**** Extracted information
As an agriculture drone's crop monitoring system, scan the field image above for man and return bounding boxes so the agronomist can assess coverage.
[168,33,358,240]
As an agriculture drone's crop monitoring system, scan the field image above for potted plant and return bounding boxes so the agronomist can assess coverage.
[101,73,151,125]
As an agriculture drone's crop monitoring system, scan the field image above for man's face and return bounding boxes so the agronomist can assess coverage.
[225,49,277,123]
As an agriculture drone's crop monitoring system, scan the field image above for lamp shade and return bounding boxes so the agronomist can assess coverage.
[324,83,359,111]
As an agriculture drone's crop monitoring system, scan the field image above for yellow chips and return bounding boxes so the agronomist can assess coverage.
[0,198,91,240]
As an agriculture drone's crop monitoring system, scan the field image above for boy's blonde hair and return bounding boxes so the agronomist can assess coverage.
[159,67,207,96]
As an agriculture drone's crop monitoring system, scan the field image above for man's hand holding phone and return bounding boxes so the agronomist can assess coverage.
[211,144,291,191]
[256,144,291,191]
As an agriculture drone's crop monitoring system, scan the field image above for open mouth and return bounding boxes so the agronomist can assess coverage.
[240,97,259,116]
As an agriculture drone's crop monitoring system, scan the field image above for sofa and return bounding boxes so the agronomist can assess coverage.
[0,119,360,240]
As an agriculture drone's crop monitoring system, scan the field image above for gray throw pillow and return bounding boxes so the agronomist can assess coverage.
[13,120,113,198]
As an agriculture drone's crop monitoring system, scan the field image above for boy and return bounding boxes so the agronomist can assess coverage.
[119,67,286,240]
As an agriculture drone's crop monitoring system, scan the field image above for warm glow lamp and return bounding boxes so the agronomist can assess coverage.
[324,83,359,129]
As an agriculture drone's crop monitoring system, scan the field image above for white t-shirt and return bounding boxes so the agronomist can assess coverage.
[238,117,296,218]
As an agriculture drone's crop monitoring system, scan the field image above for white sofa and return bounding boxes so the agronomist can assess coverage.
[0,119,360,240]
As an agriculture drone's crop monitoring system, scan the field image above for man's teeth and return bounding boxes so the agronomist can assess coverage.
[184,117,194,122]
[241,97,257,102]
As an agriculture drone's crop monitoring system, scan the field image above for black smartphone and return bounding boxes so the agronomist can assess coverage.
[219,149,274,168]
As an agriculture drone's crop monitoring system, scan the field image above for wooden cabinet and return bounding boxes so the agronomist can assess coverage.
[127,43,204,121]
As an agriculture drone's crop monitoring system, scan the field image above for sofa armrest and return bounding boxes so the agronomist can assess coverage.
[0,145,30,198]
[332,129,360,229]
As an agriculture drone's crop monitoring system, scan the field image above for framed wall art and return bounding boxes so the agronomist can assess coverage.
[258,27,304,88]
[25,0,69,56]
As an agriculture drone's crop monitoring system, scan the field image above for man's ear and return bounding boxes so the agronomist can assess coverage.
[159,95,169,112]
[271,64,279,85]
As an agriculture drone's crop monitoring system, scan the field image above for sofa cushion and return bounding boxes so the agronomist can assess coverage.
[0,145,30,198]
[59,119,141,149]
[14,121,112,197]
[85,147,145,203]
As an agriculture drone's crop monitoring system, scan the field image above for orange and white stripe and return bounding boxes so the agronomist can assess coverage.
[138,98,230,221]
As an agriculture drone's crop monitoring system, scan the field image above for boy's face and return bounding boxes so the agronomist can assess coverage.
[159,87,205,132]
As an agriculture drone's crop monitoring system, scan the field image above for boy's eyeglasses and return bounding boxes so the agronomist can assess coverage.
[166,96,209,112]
********
§ **The exercise**:
Please reproduce all of the rows above verbatim, in their original order.

§ **Full solution**:
As an agriculture drone's crop monitoring system, scan the field image above for man and return bounding boxes so the agronomist can assess coverage.
[168,33,358,240]
As an agriculture drone's crop monitoring system, scan the field image above for potted plant and return bounding boxes so the agronomist can assess coverage.
[101,73,151,125]
As an agriculture drone's crop monitoring system, scan the field image above for man's face and return bounding boxes so the agronomist can assess coverage.
[225,49,277,123]
As an agriculture drone's crop monitoring system, scan the field image above for lamp shade and return bounding boxes so the agronomist can assess coverage.
[324,83,359,111]
As an agriculture drone's crop monitoring system, scan the field image above for yellow chips and return bounding boxes so the agronomist can assess coverage.
[0,198,91,240]
As an agriculture drone's crop monitoring system, scan the field image above for boy's blonde hair and return bounding boxes so the agronomist can assess coverage.
[159,67,207,96]
As an agriculture drone's crop monitoring system, scan the field image above for man's hand holding phone and return bounding boxes so the agronomist can assess coverage.
[211,144,291,191]
[256,144,291,191]
As an agriculture drone's crop monitoring system, scan the field image above for open mouth and return bounding boxes so the agronomist can assess coverage.
[240,97,259,116]
As an agriculture drone's crop monitoring system, scan the field image above for sofa and return bounding boxes so the agronomist can assess coverage.
[0,119,360,240]
As an agriculture drone's crop monitoring system, scan the field image above for gray throw pillow and return bounding boxes so the agronomist can assess coverage.
[13,120,113,198]
As an agriculture drone's crop monitoring system, scan the field image above for boy and return bounding boxes so the agronomist can assess coverage.
[119,67,286,240]
As an agriculture drone's crop monitoring system, scan the field image above for warm glow lamp and return bounding boxes so the agronomist can assess coverage.
[324,83,359,129]
As an agriculture drone's crop monitoring system, scan the field image above for white t-shirt and return bounding boxes so the agronomist can assess coverage.
[238,117,296,218]
As an agriculture drone's crop monitoring system, scan the field image above for white sofa and return bounding boxes so the agronomist can assess coverage.
[0,119,360,240]
As an agriculture drone's crop monitoring system, scan the field image above for man's teeth and return bounding boxes so the agronomist can assess coverage.
[184,117,194,122]
[241,97,257,102]
As an agriculture drone's crop monitoring system, scan the field image above for black smartphone and return bounding boxes so the agronomist can assess coverage.
[219,149,274,168]
As an agriculture drone's crop monitoring system, scan the field image above for wooden cabinet and return bounding boxes so the agronomist can assess coverage.
[127,43,204,121]
As an agriculture drone's crop monitoring system, scan the field image above for sofa armrest and return bounding boxes so the agronomist can assess coverage.
[0,145,30,198]
[332,129,360,229]
As an agriculture drone's crop monitoring system, scan the field image above for framed wall art and return bounding boxes so the agronomist can assess coverage.
[258,27,304,88]
[25,0,69,56]
As an agriculture drone's crop monitoring system, scan the field image above for man's ear and return bounding boxes so the agronomist can assess coverage.
[159,95,169,112]
[271,64,279,85]
As an agriculture drone's crop monitoring system, scan the field image above for sofa cushion and return bounding boxes so the agronomist can assess coverage.
[0,145,30,198]
[59,119,141,149]
[14,121,112,197]
[85,147,145,203]
As an agriculture drone's crop monitoring system, scan the field image above for orange and white stripe and return bounding boxes so the agronomist can assess coverage.
[138,98,230,221]
As an agriculture drone's crop monitoring system, scan the field image above for boy's face and return bounding boxes so the agronomist can assess coverage.
[159,87,205,132]
As an agriculture drone's crop monitoring system, scan the field image above for boy's eyeglasses and return bounding boxes so the agronomist can assess coverage.
[166,96,209,112]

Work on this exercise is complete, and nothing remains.